(Pointing records)
++++++++++++++++++++

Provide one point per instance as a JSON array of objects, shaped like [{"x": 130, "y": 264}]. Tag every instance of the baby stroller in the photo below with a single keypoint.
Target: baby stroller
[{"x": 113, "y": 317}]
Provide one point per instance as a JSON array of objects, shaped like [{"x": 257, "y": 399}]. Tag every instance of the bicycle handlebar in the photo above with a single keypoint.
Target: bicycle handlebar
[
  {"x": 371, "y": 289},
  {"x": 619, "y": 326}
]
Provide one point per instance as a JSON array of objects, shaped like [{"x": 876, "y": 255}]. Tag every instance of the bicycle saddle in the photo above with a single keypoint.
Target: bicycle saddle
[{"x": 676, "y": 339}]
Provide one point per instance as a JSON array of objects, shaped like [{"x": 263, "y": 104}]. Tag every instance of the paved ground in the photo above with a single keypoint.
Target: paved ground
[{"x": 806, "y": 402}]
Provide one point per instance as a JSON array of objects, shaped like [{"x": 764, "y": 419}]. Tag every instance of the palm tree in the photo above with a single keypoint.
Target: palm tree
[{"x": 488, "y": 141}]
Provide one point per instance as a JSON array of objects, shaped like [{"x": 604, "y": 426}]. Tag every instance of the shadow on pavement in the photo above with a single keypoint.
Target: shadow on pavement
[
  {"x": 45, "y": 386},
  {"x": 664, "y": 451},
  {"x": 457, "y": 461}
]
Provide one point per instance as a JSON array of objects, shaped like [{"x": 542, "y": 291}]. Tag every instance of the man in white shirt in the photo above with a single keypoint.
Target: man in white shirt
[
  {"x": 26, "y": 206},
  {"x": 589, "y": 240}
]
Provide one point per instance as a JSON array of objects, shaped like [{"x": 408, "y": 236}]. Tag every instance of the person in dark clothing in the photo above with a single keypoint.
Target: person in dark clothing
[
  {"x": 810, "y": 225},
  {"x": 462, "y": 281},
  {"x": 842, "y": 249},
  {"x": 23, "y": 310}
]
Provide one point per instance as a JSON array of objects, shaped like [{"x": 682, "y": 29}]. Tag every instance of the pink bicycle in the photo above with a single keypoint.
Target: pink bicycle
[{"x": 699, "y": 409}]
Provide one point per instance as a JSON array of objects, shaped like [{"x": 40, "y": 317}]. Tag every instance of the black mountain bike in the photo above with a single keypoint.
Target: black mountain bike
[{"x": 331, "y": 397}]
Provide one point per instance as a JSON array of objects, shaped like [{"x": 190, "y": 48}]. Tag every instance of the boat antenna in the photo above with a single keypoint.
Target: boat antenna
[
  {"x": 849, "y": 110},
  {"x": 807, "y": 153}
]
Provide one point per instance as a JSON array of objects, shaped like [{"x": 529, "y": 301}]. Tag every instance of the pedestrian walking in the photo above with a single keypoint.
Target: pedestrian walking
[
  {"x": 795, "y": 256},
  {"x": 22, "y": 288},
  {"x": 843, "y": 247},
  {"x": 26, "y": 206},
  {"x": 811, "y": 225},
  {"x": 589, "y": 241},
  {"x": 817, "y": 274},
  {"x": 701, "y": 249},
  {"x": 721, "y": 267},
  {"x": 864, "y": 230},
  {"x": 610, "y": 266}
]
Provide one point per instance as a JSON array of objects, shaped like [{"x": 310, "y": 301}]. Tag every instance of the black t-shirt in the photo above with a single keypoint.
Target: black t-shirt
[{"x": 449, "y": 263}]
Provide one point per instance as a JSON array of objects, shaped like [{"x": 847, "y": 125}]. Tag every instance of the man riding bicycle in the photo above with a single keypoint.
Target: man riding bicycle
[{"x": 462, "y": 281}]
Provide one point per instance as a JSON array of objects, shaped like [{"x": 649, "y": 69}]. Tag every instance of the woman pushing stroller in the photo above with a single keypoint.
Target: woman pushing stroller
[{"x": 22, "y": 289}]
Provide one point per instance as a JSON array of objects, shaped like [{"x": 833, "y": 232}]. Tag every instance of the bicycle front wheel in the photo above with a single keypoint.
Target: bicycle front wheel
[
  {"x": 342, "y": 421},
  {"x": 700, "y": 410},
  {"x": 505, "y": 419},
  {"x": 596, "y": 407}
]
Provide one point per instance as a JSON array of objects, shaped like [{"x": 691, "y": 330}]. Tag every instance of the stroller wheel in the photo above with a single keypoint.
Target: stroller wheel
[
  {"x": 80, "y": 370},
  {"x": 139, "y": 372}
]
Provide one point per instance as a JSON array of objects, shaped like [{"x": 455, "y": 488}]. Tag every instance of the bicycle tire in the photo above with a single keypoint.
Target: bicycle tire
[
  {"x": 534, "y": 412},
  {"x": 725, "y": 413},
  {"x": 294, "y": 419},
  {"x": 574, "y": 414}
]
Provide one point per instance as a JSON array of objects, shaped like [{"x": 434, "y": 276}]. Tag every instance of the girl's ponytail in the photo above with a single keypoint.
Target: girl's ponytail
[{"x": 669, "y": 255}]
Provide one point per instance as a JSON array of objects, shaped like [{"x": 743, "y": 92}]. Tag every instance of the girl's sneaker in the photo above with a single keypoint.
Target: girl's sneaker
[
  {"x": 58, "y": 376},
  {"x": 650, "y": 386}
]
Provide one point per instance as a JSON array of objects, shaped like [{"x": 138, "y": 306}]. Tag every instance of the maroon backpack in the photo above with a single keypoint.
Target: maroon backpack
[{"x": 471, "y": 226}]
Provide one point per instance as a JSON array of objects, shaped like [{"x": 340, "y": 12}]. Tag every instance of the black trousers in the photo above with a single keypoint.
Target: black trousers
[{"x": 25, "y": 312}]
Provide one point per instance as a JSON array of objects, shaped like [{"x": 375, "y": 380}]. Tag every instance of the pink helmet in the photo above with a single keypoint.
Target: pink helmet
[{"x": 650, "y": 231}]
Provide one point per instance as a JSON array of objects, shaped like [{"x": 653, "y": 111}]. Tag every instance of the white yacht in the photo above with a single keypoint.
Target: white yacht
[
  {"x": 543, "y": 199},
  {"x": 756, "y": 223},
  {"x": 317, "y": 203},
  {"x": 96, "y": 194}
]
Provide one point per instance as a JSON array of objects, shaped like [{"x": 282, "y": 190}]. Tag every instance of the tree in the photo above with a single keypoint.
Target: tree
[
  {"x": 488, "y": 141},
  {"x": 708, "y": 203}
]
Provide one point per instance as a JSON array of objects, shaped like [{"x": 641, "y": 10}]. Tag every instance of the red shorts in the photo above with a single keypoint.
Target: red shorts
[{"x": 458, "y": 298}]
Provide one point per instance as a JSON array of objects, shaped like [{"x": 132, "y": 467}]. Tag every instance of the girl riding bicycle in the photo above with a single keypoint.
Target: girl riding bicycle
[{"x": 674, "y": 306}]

++++++++++++++++++++

## Directions for this task
Output the data above exactly, please, line for line.

## Exercise result
Provide one point per instance as a JSON array of objects, shaped like [{"x": 130, "y": 264}]. Tag every instance of the baby stroller in the photo below with a single keypoint.
Target: baby stroller
[{"x": 113, "y": 317}]
Provide one point per instance as a JSON array of objects, shaped like [{"x": 257, "y": 399}]. Tag every instance of the bicycle handlebar in the photo above with a single keypoint.
Target: bicycle handlebar
[
  {"x": 371, "y": 289},
  {"x": 619, "y": 326}
]
Provide one point per instance as a JSON array of objects, shaped like [{"x": 876, "y": 255}]. Tag every instance of the bicycle saddle in the photo above with a single keypoint.
Target: bicycle saddle
[{"x": 676, "y": 339}]
Provide one point per instance as a JSON array of objects, shaped like [{"x": 263, "y": 104}]. Tag every instance of the paved ground in the photo above with a single keypoint.
Target: paved ground
[{"x": 806, "y": 402}]
Provide one point per instance as a JSON array of objects, shaped like [{"x": 764, "y": 419}]. Tag every instance of the palm tree in the photo above with a single keypoint.
Target: palm tree
[{"x": 488, "y": 141}]
Provide one point per instance as a JSON array of objects, shaped like [{"x": 604, "y": 426}]. Tag every instance of the shadow on pavement in the photo above with a single keypoint.
Target: shadow on pavement
[
  {"x": 45, "y": 386},
  {"x": 664, "y": 451},
  {"x": 457, "y": 461}
]
Provide one point per instance as a JSON array of objects, shaped like [{"x": 542, "y": 291}]. Tag every instance of the man in white shirt in the photo above with a single keypoint.
Target: man in white shirt
[
  {"x": 26, "y": 206},
  {"x": 589, "y": 240}
]
Provide one point per instance as a JSON array of objects, shaped like [{"x": 408, "y": 236}]. Tag every instance of the person in dark clothing in the photo above with a single keypoint.
Target: person in dark clothing
[
  {"x": 810, "y": 225},
  {"x": 462, "y": 281},
  {"x": 842, "y": 249},
  {"x": 23, "y": 310}
]
Provide one point per instance as a JSON array of objects, shaped like [{"x": 682, "y": 29}]. Tag every instance of the pink bicycle in the photo above with a single keypoint.
Target: pink bicycle
[{"x": 699, "y": 409}]
Provide one point per instance as a JSON array of objects, shaped like [{"x": 40, "y": 317}]. Tag every instance of the black mountain bike in the photo above with a single keypoint.
Target: black mountain bike
[{"x": 331, "y": 397}]
Provide one point per instance as a JSON array of objects, shaped like [{"x": 190, "y": 48}]. Tag every instance of the boat antenna in the photo above with a single keypoint.
Target: boat antenna
[
  {"x": 849, "y": 110},
  {"x": 807, "y": 153}
]
Provide one point per instance as a JSON array of objects, shaped like [{"x": 529, "y": 301}]. Tag every instance of the pedestrian walking in the photo above with a single keypoint.
Target: pedestrian walking
[
  {"x": 795, "y": 256},
  {"x": 22, "y": 288},
  {"x": 843, "y": 247},
  {"x": 26, "y": 206},
  {"x": 811, "y": 225},
  {"x": 589, "y": 241},
  {"x": 817, "y": 274},
  {"x": 701, "y": 249},
  {"x": 721, "y": 267},
  {"x": 864, "y": 230},
  {"x": 610, "y": 266}
]
Provide one point per instance as a JSON array of objects, shaped like [{"x": 310, "y": 301}]. Tag every instance of the black t-shirt in the photo above with a single keypoint.
Target: black t-shirt
[{"x": 449, "y": 263}]
Provide one point per instance as a JSON array of objects, shaped like [{"x": 847, "y": 125}]. Tag every instance of the man riding bicycle in the photo above with a single keypoint.
Target: man riding bicycle
[{"x": 462, "y": 281}]
Provide one point per instance as a JSON array of objects, shaped like [{"x": 649, "y": 69}]. Tag every instance of the woman pushing stroller in the photo above with a single keypoint.
Target: woman pushing stroller
[{"x": 22, "y": 289}]
Provide one point per instance as a JSON array of objects, shaped like [{"x": 833, "y": 232}]. Tag every instance of the bicycle front wheel in the photo above with a single keypoint.
Target: bicycle front wheel
[
  {"x": 342, "y": 421},
  {"x": 700, "y": 410},
  {"x": 505, "y": 419},
  {"x": 596, "y": 407}
]
Provide one point per instance as a JSON array of objects, shaped like [{"x": 691, "y": 330}]. Tag every instance of the stroller wheel in the photo above with a single keypoint.
Target: stroller wheel
[
  {"x": 80, "y": 370},
  {"x": 139, "y": 372}
]
Provide one point per instance as a JSON array of objects, shaped like [{"x": 455, "y": 488}]. Tag every instance of the bicycle tire in the photo above with a single keypoint.
Target: bicycle tire
[
  {"x": 534, "y": 412},
  {"x": 725, "y": 413},
  {"x": 294, "y": 419},
  {"x": 574, "y": 414}
]
Provide one point per instance as a JSON array of objects, shaped like [{"x": 434, "y": 276}]. Tag every instance of the girl's ponytail in the photo above with a single keypoint.
Target: girl's ponytail
[{"x": 669, "y": 255}]
Provide one point per instance as a JSON array of objects, shaped like [{"x": 743, "y": 92}]. Tag every instance of the girl's sneaker in the photo above with a single keypoint.
Target: girl's sneaker
[
  {"x": 58, "y": 376},
  {"x": 650, "y": 386}
]
Provide one point per instance as a JSON array of objects, shaped like [{"x": 138, "y": 306}]. Tag every instance of the maroon backpack in the photo above with a single keypoint.
Target: maroon backpack
[{"x": 471, "y": 226}]
Provide one point per instance as a JSON array of objects, shaped like [{"x": 340, "y": 12}]. Tag every instance of the black trousers in the photo above with a single keypoint.
Target: black trousers
[{"x": 25, "y": 312}]
Provide one point per instance as a JSON array of objects, shaped like [{"x": 375, "y": 380}]. Tag every instance of the pink helmet in the photo above with a single keypoint.
Target: pink helmet
[{"x": 650, "y": 231}]
Provide one point per instance as a JSON array of objects, shaped like [{"x": 653, "y": 111}]. Tag every instance of the white yacht in the photo above with a single keypoint.
Target: white yacht
[
  {"x": 543, "y": 199},
  {"x": 756, "y": 223},
  {"x": 317, "y": 203},
  {"x": 96, "y": 194}
]
Provide one point per instance as a JSON array of objects, shaped like [{"x": 282, "y": 190}]. Tag every instance of the tree in the photo above with a single keypoint.
Target: tree
[
  {"x": 488, "y": 141},
  {"x": 708, "y": 203}
]
Provide one point per instance as a JSON array of objects, shaped like [{"x": 641, "y": 10}]. Tag every instance of the red shorts in the photo above with a single keypoint.
Target: red shorts
[{"x": 458, "y": 298}]
Provide one point per instance as a JSON array of objects, shaped like [{"x": 132, "y": 467}]. Tag every instance of the girl riding bicycle in the photo above with a single keypoint.
Target: girl riding bicycle
[{"x": 674, "y": 306}]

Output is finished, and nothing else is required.